### Short exercise
Put the lines of all the items below into a Markdown table with the columns No. and Line, numbering each row and omitting blank lines.

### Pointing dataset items
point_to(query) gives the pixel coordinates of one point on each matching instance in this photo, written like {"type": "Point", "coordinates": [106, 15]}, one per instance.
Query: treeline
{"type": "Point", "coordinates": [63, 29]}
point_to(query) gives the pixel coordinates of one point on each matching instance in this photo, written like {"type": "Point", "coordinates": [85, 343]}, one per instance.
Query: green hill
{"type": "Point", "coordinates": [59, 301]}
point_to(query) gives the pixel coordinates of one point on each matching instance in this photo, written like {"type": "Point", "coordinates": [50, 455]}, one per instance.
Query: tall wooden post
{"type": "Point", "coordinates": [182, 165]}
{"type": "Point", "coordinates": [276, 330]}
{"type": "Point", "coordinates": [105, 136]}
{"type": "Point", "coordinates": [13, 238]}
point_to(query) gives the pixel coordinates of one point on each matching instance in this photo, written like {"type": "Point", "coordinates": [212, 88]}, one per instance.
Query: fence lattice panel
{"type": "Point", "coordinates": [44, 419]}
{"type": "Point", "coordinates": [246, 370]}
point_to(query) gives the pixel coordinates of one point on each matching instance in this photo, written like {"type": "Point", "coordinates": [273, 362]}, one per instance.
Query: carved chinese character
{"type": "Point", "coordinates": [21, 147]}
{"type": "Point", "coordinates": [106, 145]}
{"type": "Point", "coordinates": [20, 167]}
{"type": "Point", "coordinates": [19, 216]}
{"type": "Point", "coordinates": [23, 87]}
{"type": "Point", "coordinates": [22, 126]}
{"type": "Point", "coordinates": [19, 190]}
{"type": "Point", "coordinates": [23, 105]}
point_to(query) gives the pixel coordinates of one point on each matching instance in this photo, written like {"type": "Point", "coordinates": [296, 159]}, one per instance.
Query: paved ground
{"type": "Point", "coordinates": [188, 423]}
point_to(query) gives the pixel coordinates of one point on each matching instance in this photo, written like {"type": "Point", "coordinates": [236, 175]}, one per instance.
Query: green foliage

### Solution to this task
| No. | Line |
|---|---|
| 1 | point_to(query) gives the pixel coordinates of one point on each matching instance in this photo, written like {"type": "Point", "coordinates": [106, 15]}, one per instance. |
| 2 | Query: treeline |
| 3 | {"type": "Point", "coordinates": [63, 29]} |
| 4 | point_to(query) gives the pixel coordinates of one point on each matching instance in this photo, written like {"type": "Point", "coordinates": [85, 343]}, one per instance. |
| 5 | Query: green hill |
| 6 | {"type": "Point", "coordinates": [59, 301]} |
| 7 | point_to(query) gives the pixel coordinates of one point on each matching instance in this photo, written like {"type": "Point", "coordinates": [50, 455]}, one per instance. |
| 8 | Query: tall wooden post |
| 9 | {"type": "Point", "coordinates": [182, 165]} |
| 10 | {"type": "Point", "coordinates": [276, 330]} |
| 11 | {"type": "Point", "coordinates": [105, 136]} |
| 12 | {"type": "Point", "coordinates": [13, 238]} |
| 13 | point_to(query) gives the pixel coordinates of one point on each matching instance in this photo, written like {"type": "Point", "coordinates": [212, 88]}, one per instance. |
| 14 | Query: fence lattice panel |
| 15 | {"type": "Point", "coordinates": [44, 419]} |
| 16 | {"type": "Point", "coordinates": [246, 370]} |
| 17 | point_to(query) gives the pixel coordinates of one point on each matching instance in this photo, written like {"type": "Point", "coordinates": [273, 362]}, one per instance. |
| 18 | Query: carved chinese character |
| 19 | {"type": "Point", "coordinates": [21, 147]} |
| 20 | {"type": "Point", "coordinates": [106, 145]} |
| 21 | {"type": "Point", "coordinates": [20, 167]} |
| 22 | {"type": "Point", "coordinates": [19, 216]} |
| 23 | {"type": "Point", "coordinates": [23, 87]} |
| 24 | {"type": "Point", "coordinates": [22, 126]} |
| 25 | {"type": "Point", "coordinates": [19, 190]} |
| 26 | {"type": "Point", "coordinates": [23, 105]} |
| 27 | point_to(query) gives the pixel coordinates of one point on each matching instance in this photo, written like {"type": "Point", "coordinates": [296, 159]}, one per instance. |
| 28 | Query: paved ground |
| 29 | {"type": "Point", "coordinates": [188, 423]} |
| 30 | point_to(query) gives the pixel coordinates of one point on each matching instance in this photo, written like {"type": "Point", "coordinates": [236, 175]}, one per instance. |
| 31 | Query: green foliage |